Document excerpt ::
##########
When Jasim was 12, he was stopped by members of the Ba’ath Party while walking home from school. They asked Jasim if he had any money. He had dinars in his sock and wallet, but he didn’t want his money to be taken because he was planning to buy a new pair of shoes. He didn’t just tell them no, Jasim walked away from the Ba’ath Party members, putting himself at great risk.

“The police officer in the car didn’t let me walk away and go find another Iraqi to steal from. He pulled his vehicle in front of me and said, ‘If I get out of the car and search you and find money in your pocket, this will be the last day of your life.’ As I stopped, he got out of the car, grabbed me, threw me around, and started to search me immediately. It didn’t take him much time to find the dinars in my wallet,” Jasim recounted.

From there, Jasim was arrested and brought to a prison next to the Ministry of Interior. “It was like a zoo, full of cages, and it was so dark that you weren’t able to see what was behind you after you passed it,” Jasim said. The Baath party members wanted to make an example of him.

First, he was told to sign a paper that said he was a revolutionary fighter who attempted to assassinate a member of Saddam Hussein’s party. He refused to sign. As a result of his refusal to comply, Jasim was tortured.
##########
Information shown ::
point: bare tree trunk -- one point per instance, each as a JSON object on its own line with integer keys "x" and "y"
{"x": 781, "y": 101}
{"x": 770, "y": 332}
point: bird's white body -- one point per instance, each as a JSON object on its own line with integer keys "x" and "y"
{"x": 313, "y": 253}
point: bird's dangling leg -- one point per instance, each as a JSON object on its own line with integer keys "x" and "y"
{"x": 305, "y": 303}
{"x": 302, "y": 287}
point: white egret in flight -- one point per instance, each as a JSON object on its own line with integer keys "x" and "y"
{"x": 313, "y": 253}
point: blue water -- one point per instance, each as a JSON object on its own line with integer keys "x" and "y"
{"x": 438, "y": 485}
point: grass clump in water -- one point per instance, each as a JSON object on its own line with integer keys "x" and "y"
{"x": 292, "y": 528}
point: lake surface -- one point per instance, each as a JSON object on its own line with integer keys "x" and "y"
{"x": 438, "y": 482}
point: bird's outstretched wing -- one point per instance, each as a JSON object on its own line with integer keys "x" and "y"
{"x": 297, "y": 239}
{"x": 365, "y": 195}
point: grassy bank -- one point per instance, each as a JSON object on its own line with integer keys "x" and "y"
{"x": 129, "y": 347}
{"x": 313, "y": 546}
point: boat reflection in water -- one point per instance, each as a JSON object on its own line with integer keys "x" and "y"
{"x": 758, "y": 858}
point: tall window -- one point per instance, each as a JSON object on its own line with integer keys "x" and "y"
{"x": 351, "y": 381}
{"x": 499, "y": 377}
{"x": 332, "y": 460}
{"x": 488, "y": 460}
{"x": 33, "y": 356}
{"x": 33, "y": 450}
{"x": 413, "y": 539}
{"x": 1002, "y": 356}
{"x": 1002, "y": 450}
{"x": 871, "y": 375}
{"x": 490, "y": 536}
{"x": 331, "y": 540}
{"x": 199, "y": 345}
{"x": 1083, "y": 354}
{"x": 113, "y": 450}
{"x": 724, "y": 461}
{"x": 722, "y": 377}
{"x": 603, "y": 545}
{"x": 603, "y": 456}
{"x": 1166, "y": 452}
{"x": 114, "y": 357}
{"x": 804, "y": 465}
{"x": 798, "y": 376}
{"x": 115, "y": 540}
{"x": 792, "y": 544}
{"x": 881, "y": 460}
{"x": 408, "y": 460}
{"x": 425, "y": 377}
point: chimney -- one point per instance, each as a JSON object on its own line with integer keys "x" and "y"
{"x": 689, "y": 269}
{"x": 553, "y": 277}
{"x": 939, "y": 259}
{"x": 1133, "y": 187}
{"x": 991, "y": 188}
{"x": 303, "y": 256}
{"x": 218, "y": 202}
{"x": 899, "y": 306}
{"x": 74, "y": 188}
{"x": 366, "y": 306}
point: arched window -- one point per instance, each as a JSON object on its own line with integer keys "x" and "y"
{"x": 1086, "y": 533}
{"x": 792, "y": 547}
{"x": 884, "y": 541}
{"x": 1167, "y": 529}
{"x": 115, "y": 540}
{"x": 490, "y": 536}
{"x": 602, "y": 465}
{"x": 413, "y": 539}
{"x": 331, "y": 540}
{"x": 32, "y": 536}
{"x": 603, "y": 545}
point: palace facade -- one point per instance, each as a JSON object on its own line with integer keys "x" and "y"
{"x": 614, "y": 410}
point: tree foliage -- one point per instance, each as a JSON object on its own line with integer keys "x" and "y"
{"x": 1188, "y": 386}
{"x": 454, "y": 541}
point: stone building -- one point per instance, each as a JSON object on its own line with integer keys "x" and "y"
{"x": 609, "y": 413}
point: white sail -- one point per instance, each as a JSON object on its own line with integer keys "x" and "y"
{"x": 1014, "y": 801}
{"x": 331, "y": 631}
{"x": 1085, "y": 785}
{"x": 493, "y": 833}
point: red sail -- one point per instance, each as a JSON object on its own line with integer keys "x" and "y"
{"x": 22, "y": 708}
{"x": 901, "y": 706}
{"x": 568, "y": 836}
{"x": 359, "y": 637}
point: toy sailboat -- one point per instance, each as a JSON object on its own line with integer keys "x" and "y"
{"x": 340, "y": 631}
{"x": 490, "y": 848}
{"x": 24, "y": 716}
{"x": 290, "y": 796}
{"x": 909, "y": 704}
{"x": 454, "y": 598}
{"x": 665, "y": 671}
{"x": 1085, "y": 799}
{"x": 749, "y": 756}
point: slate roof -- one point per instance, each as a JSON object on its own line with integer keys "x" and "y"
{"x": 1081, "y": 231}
##########
Set exercise A ::
Print the portion of the account of Jasim's arrest between "First, he was" and "Jasim was tortured.", inclusive.
Set exercise B ::
In the account of Jasim's arrest, which actions does Jasim say the police officer performed once he stopped? List them all.
The rows are separate material and have no connection to the account above.

Full answer A ::
First, he was told to sign a paper that said he was a revolutionary fighter who attempted to assassinate a member of Saddam Hussein’s party. He refused to sign. As a result of his refusal to comply, Jasim was tortured.

Full answer B ::
- Got out of the car
- Grabbed Jasim
- Threw him around
- Started to search him immediately